Exercise details: Copy out the full article below on discounting cosmetic medicine services, word for word, with no changes.

Why You Should Never Discount Your Cosmetic Medicine Services

I have to admit... I‘ve worked at places that do this. The marketing team says offer a service, at a huge discount, and get a cash boost and new customers through the door, re engage some patients too who haven’t attended for a while. Other clinics will offer Groupon discounts or Instagram specials. But really, what does discounting do for your patients and your clinic reputation?

This approach doesn’t foster loyalty and we know that our current patients are the ones who we should be focussing on keeping, not necessarily always be fishing for more. This disloyalty is because if a patient can’t buy more than one deal, they will more than likely go elsewhere.

The perceptions to the patient are most worrying. Should they be concerned about inexperienced clinicians doing the procedures if they’re cut price? We all know that you get what you pay for so a discounted service may be giving the signal that your staff are lesser skilled or experienced than one they can get at a more highly priced clinic. It may also signal that you are using inferior or counterfeit products.

What if low prices indicate lack of proper patient evaluation and management? We should be approaching each patient with treatments and procedures that are designed for them, their skin, their medical and lifestyle history, their anatomy, and their specific needs (also not forgetting their budget, financial consent is a must!).

When patients buy a service through a discount site or as a special offer (even if the procedure is not right for them) they expect the service. Even if it is clear that services are dependant on assessment, the promise of the service has already been made. Now you are damned if you do (think lip filler on a sun-damaged, fat depleted face) and damned if you don’t (think the now-unhappy patient who will complain about you, your staff, your clinic ethics all around town because they're 60-year-old face looks worse or you've declined to treat).

A clinic offering treatments at a too-good-to-be-true price, means it probably is. Neurotoxins might be diluted too much, fillers could be mixed, products may be purchased illegally, and less than adequate treatments and bad results can ensue.

Everyone loves a good deal, myself included. BUT above that, I value quality and safety and protecting the reputation of my business.

Dataset extract:
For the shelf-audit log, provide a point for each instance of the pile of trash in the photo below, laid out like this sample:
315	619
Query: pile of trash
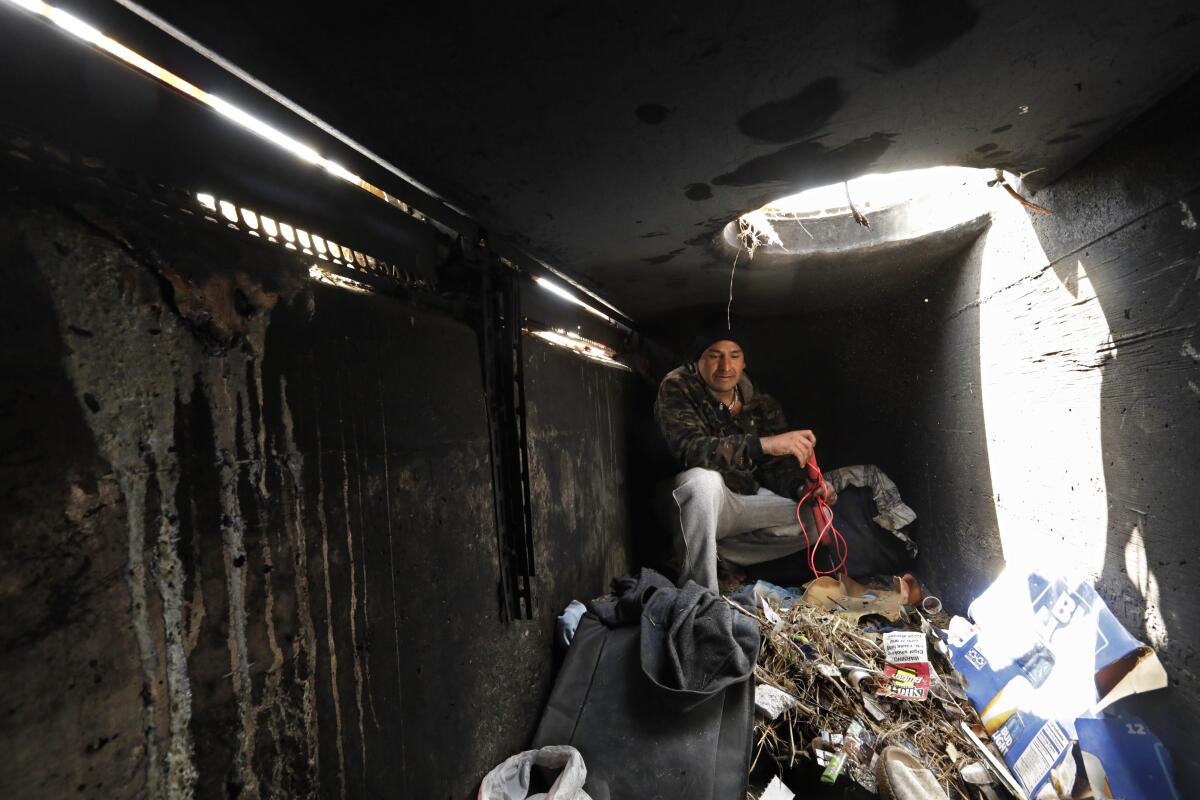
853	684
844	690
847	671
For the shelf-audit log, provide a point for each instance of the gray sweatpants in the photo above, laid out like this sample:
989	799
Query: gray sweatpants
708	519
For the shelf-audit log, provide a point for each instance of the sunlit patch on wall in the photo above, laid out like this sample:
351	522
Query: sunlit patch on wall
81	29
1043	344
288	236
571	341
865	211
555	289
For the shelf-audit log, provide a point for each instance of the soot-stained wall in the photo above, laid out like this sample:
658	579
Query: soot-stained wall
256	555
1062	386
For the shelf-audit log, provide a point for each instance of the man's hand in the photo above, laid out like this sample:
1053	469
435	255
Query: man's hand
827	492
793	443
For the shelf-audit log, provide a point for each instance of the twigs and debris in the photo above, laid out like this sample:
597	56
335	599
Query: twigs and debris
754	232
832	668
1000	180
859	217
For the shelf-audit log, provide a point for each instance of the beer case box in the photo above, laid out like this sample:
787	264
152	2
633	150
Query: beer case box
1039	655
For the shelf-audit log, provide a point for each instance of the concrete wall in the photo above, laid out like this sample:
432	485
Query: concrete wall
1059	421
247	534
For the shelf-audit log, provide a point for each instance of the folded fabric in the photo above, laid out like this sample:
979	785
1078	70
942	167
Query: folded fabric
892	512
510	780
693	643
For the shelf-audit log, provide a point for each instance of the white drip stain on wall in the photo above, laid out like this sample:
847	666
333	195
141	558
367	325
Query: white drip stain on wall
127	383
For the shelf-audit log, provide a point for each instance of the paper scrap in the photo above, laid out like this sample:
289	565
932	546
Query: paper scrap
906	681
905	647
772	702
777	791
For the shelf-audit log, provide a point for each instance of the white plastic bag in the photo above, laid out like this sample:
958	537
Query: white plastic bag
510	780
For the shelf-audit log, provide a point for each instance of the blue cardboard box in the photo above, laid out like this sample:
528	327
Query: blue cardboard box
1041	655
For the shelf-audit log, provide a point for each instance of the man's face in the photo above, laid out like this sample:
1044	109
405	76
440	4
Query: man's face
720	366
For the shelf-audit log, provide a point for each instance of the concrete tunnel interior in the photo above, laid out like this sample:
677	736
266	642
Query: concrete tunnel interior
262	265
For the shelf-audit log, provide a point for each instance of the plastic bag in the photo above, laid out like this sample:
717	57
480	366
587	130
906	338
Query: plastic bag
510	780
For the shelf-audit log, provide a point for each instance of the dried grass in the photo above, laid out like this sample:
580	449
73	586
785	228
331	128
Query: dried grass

Reply:
Why You Should Never Discount Your Cosmetic Medicine Services

I have to admit... I‘ve worked at places that do this. The marketing team says offer a service, at a huge discount, and get a cash boost and new customers through the door, re engage some patients too who haven’t attended for a while. Other clinics will offer Groupon discounts or Instagram specials. But really, what does discounting do for your patients and your clinic reputation?

This approach doesn’t foster loyalty and we know that our current patients are the ones who we should be focussing on keeping, not necessarily always be fishing for more. This disloyalty is because if a patient can’t buy more than one deal, they will more than likely go elsewhere.

The perceptions to the patient are most worrying. Should they be concerned about inexperienced clinicians doing the procedures if they’re cut price? We all know that you get what you pay for so a discounted service may be giving the signal that your staff are lesser skilled or experienced than one they can get at a more highly priced clinic. It may also signal that you are using inferior or counterfeit products.

What if low prices indicate lack of proper patient evaluation and management? We should be approaching each patient with treatments and procedures that are designed for them, their skin, their medical and lifestyle history, their anatomy, and their specific needs (also not forgetting their budget, financial consent is a must!).

When patients buy a service through a discount site or as a special offer (even if the procedure is not right for them) they expect the service. Even if it is clear that services are dependant on assessment, the promise of the service has already been made. Now you are damned if you do (think lip filler on a sun-damaged, fat depleted face) and damned if you don’t (think the now-unhappy patient who will complain about you, your staff, your clinic ethics all around town because they're 60-year-old face looks worse or you've declined to treat).

A clinic offering treatments at a too-good-to-be-true price, means it probably is. Neurotoxins might be diluted too much, fillers could be mixed, products may be purchased illegally, and less than adequate treatments and bad results can ensue.

Everyone loves a good deal, myself included. BUT above that, I value quality and safety and protecting the reputation of my business.